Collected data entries

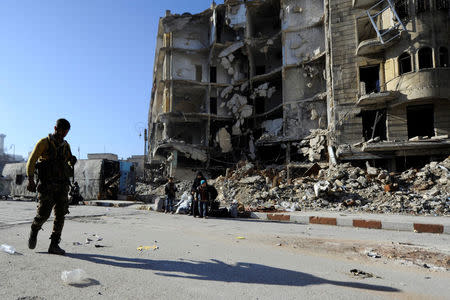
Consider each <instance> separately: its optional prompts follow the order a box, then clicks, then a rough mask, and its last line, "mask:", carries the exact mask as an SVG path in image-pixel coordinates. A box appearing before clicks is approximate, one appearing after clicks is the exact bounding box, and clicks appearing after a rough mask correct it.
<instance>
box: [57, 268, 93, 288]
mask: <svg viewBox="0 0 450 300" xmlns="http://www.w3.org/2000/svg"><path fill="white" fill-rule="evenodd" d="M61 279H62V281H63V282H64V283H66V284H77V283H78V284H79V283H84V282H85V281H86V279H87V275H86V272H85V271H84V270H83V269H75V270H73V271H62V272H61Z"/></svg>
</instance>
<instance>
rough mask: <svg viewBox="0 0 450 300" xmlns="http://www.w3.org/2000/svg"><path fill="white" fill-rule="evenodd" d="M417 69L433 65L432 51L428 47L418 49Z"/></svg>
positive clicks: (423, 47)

→ **Work instruction**
Write out, word for word, the lines from the one containing "rough mask: <svg" through the end of the records, with no other lines.

→ **Response box**
rough mask: <svg viewBox="0 0 450 300" xmlns="http://www.w3.org/2000/svg"><path fill="white" fill-rule="evenodd" d="M417 69L433 65L432 51L428 47L418 49Z"/></svg>
positive clicks: (423, 47)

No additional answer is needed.